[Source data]
-*-*-

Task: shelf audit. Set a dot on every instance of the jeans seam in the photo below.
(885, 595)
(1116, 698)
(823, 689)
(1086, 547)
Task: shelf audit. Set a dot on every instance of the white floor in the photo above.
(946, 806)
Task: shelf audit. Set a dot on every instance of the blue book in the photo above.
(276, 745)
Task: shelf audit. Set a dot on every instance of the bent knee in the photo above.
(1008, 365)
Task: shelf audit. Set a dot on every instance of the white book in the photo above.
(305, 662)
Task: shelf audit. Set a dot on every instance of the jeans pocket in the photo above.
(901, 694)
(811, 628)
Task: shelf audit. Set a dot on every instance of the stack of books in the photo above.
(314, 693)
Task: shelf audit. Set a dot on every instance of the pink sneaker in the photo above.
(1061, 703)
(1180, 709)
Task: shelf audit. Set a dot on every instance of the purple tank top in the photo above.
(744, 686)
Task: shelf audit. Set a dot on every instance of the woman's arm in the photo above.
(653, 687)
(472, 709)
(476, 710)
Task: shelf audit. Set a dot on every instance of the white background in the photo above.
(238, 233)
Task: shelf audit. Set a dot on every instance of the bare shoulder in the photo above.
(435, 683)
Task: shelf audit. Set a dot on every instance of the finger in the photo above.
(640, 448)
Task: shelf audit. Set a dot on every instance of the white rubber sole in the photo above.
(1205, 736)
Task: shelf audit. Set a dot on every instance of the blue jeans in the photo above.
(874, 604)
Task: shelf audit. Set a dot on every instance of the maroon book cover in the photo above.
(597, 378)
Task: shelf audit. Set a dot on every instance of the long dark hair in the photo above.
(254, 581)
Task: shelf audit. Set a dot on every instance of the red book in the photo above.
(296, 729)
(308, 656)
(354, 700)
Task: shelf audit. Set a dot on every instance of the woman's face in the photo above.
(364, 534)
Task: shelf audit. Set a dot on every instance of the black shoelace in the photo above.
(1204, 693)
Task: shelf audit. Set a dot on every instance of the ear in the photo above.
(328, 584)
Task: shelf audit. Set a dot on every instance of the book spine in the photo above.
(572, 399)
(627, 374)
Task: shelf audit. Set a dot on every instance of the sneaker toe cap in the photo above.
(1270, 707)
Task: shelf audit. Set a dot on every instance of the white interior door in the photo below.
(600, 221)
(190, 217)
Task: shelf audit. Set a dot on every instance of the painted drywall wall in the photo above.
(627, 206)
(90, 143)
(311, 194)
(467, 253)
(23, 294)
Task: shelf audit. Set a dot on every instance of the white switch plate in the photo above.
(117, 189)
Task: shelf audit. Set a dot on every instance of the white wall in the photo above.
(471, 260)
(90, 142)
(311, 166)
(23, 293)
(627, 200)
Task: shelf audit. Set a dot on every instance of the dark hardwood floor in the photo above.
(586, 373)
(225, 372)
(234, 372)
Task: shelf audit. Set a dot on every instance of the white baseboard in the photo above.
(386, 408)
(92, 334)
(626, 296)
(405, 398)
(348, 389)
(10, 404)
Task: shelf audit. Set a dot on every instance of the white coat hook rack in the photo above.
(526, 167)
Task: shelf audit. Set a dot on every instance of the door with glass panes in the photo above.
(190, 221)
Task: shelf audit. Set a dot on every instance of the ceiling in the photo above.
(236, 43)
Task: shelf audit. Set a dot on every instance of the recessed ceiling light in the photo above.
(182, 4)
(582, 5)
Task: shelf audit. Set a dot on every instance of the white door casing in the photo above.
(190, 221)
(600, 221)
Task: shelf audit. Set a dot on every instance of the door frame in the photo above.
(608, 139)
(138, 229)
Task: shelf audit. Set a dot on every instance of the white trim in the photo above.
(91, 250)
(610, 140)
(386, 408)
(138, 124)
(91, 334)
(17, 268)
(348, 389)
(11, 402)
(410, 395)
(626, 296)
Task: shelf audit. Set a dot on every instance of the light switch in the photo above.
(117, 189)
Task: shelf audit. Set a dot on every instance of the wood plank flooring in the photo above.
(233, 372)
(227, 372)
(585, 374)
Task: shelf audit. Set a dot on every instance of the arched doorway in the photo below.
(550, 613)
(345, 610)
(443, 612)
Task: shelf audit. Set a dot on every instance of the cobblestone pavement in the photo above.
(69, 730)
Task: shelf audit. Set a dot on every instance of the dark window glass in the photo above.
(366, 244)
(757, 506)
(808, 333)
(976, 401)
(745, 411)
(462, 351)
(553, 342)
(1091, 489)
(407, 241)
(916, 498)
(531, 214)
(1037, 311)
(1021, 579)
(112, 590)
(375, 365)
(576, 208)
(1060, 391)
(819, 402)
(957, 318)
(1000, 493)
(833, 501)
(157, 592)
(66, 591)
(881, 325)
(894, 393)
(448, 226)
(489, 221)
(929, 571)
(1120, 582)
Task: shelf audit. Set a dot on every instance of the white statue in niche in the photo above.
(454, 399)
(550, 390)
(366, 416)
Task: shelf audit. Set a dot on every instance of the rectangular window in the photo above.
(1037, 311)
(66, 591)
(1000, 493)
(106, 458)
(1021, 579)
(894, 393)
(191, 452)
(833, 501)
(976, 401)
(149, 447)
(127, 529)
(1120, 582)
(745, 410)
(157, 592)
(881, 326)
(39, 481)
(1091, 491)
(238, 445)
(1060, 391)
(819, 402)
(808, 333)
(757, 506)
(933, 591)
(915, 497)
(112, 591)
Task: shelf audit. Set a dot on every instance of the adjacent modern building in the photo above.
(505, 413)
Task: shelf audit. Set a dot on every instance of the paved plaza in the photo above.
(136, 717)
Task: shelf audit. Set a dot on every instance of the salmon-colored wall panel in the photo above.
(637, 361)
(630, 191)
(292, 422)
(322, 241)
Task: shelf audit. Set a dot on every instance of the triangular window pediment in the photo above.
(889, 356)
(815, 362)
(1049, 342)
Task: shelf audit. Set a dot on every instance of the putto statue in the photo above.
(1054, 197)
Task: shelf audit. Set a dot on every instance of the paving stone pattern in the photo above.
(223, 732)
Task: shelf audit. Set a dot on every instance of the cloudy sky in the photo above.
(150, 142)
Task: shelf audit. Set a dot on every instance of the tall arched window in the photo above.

-*-*-

▶ **Your instructions**
Would you set down all of the entries again, word for word?

▶ **Solution to this problem**
Task: shelf audit. Set a dot on every instance of the jeans seam in the photo below.
(885, 595)
(1116, 698)
(823, 689)
(1086, 547)
Task: shelf audit. Set a dot on every instance of the white floor in the photo above.
(946, 806)
Task: shelf audit. Set a dot on every instance of the blue book in the photo above.
(276, 745)
Task: shelf audit. Set a dot on every instance of the bent knee in the photo above.
(1008, 365)
Task: shelf audit. Set a dot on every instance of the white book in the photo above.
(305, 662)
Task: shelf audit. Set a dot on every instance of the jeans pocket in the photo above.
(901, 694)
(811, 628)
Task: shelf audit. Set a dot on every instance of the stack of books in the photo above.
(314, 693)
Task: shelf audit. Set a dot on every instance of the pink sneaker in the photo above.
(1061, 703)
(1180, 709)
Task: shelf audit. Set a dot on every instance of the purple tank top in the photo above.
(744, 686)
Task: shelf audit. Set a dot on every instance of the woman's arm in the photo above.
(653, 687)
(472, 709)
(476, 710)
Task: shelf audit. Set a dot on every instance of the white background in the photo above.
(238, 233)
Task: shelf audit. Set a dot on every instance of the bare shoulder in the photo above.
(435, 683)
Task: shelf audit. Set a dot on every instance of the finger in the photo above.
(640, 448)
Task: shelf audit. Set a dot on every instance of the white rubber sole in the photo above.
(1205, 736)
Task: shelf audit. Set a dot on every instance of the blue jeans in the photo above.
(874, 604)
Task: shelf audit. Set a dot on every instance of the maroon book cover in the photo above.
(597, 378)
Task: shelf audit. Set a dot on every instance of the long dark hair in the photo above.
(254, 581)
Task: shelf audit. Set a dot on every instance of the red book in the photo above.
(296, 729)
(308, 656)
(354, 700)
Task: shelf audit. Set a dot on every instance of the woman's face in the photo above.
(364, 534)
Task: shelf audit. Set a dot on every instance of the black shoelace in the photo above.
(1204, 693)
Task: shelf audit. Set a dot on every instance of the ear in the photo above.
(328, 584)
Task: shelf audit. Set a dot on every instance of the book spine in the photo above.
(572, 399)
(627, 374)
Task: shelf audit. Set a dot on every instance of the sneaker toe cap in the photo above.
(1270, 707)
Task: shelf audit. Set a dot on every instance of the white interior door in the photo below.
(600, 221)
(190, 217)
Task: shelf audit. Set a dot on every instance of the painted drywall wall in the photo above.
(627, 206)
(90, 143)
(311, 194)
(467, 253)
(23, 294)
Task: shelf audit. Set a dot on every instance of the white switch plate in the photo above.
(117, 189)
Task: shelf audit. Set a dot on every instance of the white wall in the photo above.
(471, 260)
(90, 142)
(311, 166)
(23, 293)
(627, 200)
Task: shelf audit. Set a dot on every instance of the dark hardwood floor in the photo above.
(586, 373)
(225, 372)
(234, 372)
Task: shelf audit. Set a dot on every instance of the white baseboard in the photo above.
(386, 408)
(92, 334)
(626, 296)
(405, 398)
(348, 389)
(10, 404)
Task: shelf audit. Set a dot on every instance of the white coat hook rack in the photo above.
(526, 167)
Task: shelf audit. Set a dot on every instance of the door with glass panes in the photo above.
(190, 221)
Task: shelf audit. Set a dot on every instance of the ceiling in the photo above.
(236, 43)
Task: shelf audit. Set a dot on every instance of the recessed ceiling light in the photo above.
(182, 4)
(582, 5)
Task: shelf audit. Set a dot on every instance of the white door casing in the photo above.
(190, 221)
(600, 221)
Task: shelf audit. Set a dot on every instance of the door frame in the photo above.
(608, 139)
(138, 229)
Task: shelf audit. Set a dot on every instance of the white trim in the photo above.
(91, 250)
(610, 140)
(386, 408)
(138, 124)
(91, 334)
(17, 268)
(348, 389)
(11, 402)
(410, 395)
(626, 296)
Task: shelf audit. Set a dot on every instance of the light switch in the photo above.
(117, 189)
Task: shelf audit. Set a dot on every instance of the wood plank flooring in the photo above.
(233, 372)
(227, 372)
(585, 374)
Task: shelf audit. Set a dot on every instance of the arched doorway in the photo below.
(550, 613)
(345, 610)
(443, 612)
Task: shelf audit. Set a dot on every instance of the cobblestone pavement in the photo above.
(69, 730)
Task: shelf audit. Set a dot on every instance of the dark window glass in the photo above.
(366, 244)
(757, 506)
(808, 333)
(976, 401)
(745, 411)
(462, 351)
(553, 342)
(1091, 489)
(407, 241)
(916, 498)
(531, 214)
(1037, 311)
(1021, 579)
(112, 590)
(375, 365)
(576, 208)
(1060, 391)
(819, 402)
(957, 318)
(1000, 493)
(833, 501)
(157, 592)
(66, 591)
(881, 325)
(894, 393)
(448, 226)
(489, 221)
(929, 571)
(1120, 582)
Task: shelf audit. Set a dot on every instance of the white statue in niche in the photo above.
(454, 399)
(550, 390)
(366, 416)
Task: shelf audit. Set a dot on every instance of the rectangular window in the photo above.
(1037, 311)
(66, 591)
(1000, 493)
(106, 458)
(1021, 579)
(894, 393)
(191, 452)
(833, 501)
(976, 401)
(149, 447)
(127, 529)
(1120, 582)
(745, 410)
(157, 592)
(881, 326)
(39, 481)
(1091, 491)
(238, 445)
(1060, 391)
(819, 402)
(808, 333)
(757, 506)
(933, 591)
(915, 497)
(112, 591)
Task: shelf audit. Set a dot on every instance of the adjacent modern building in the photo above.
(505, 413)
Task: shelf audit. Set a dot on every instance of the paved plaza in the photo above.
(136, 717)
Task: shelf audit. Set a dot on every instance of the salmon-colored wall panel in the photo above.
(637, 361)
(630, 191)
(292, 422)
(322, 241)
Task: shelf audit. Set a dot on every instance of the triangular window pediment in the photo above.
(889, 356)
(815, 362)
(1049, 342)
Task: shelf audit. Set a dot on every instance of the putto statue in the photo above.
(1054, 197)
Task: shelf audit. Set a dot on every instance of the paving stone pattern in the photo above.
(223, 732)
Task: shelf audit. Set a dot on every instance of the cloudy sky in the photo above.
(150, 142)
Task: shelf audit. Set a dot on every instance of the tall arched window in the photo above.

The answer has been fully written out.